**PROBLEM**
Look through the listing below, and wherever a line has the string "Detect", copy it.
▼
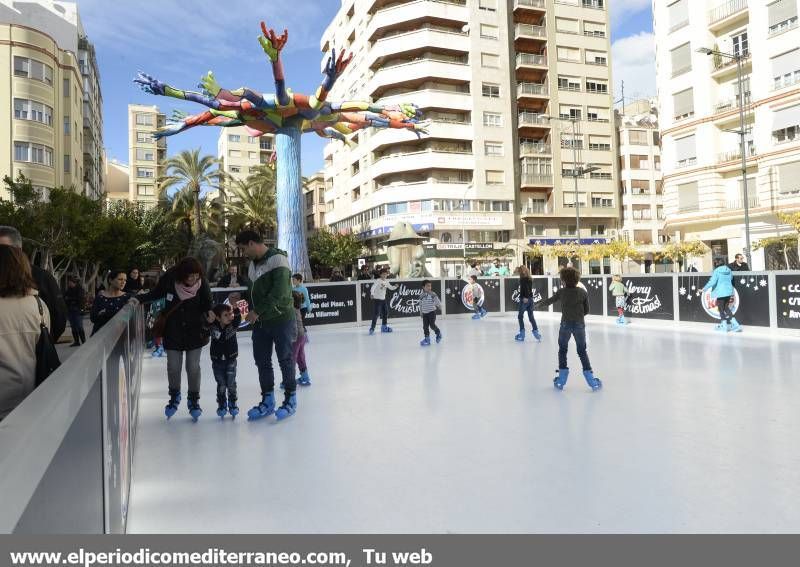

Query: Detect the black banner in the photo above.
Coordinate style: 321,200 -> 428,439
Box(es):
443,278 -> 501,315
551,276 -> 605,315
504,277 -> 550,312
606,276 -> 675,320
360,280 -> 442,320
678,273 -> 771,327
305,284 -> 358,326
777,274 -> 800,329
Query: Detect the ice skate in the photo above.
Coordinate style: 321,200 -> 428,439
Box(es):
435,333 -> 442,344
381,325 -> 393,333
715,321 -> 729,332
228,397 -> 239,418
247,392 -> 275,420
216,397 -> 227,418
583,370 -> 603,391
420,336 -> 431,347
275,393 -> 297,421
368,327 -> 375,335
479,309 -> 487,318
515,331 -> 525,342
297,371 -> 312,386
729,318 -> 742,333
187,392 -> 202,422
532,329 -> 542,342
554,368 -> 569,390
164,390 -> 181,419
471,313 -> 481,320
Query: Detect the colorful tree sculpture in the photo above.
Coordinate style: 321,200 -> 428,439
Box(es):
134,22 -> 429,278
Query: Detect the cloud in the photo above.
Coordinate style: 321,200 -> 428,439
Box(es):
612,32 -> 657,103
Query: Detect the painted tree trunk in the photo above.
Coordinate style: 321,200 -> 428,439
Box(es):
276,128 -> 312,279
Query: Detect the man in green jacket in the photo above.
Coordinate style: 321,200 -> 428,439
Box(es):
235,230 -> 297,421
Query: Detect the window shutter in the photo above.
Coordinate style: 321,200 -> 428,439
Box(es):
778,161 -> 800,193
772,105 -> 800,130
673,89 -> 694,117
772,49 -> 799,78
671,43 -> 692,75
768,0 -> 798,27
678,182 -> 699,209
669,0 -> 689,28
675,135 -> 696,161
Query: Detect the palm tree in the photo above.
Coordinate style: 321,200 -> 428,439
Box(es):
223,166 -> 278,238
159,149 -> 223,237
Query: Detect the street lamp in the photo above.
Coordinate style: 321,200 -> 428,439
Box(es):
697,46 -> 752,268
▲
**RESPONSE FOR THIS EXERCISE**
Query: Detect the black banner in the photo above.
Query: Detect the ice skate in the photo above.
Query: Detect the colorful tree sculpture in the photo above.
Query: Detect the cloud in the photo above.
Query: Detect the painted tree trunk in the photo above.
Query: Detect the man in green jacket in the photo above.
Query: Detect the window shutter in the photo above.
Query: Detect the palm tree in the photo above.
Query: Detect the street lamp in the photo above.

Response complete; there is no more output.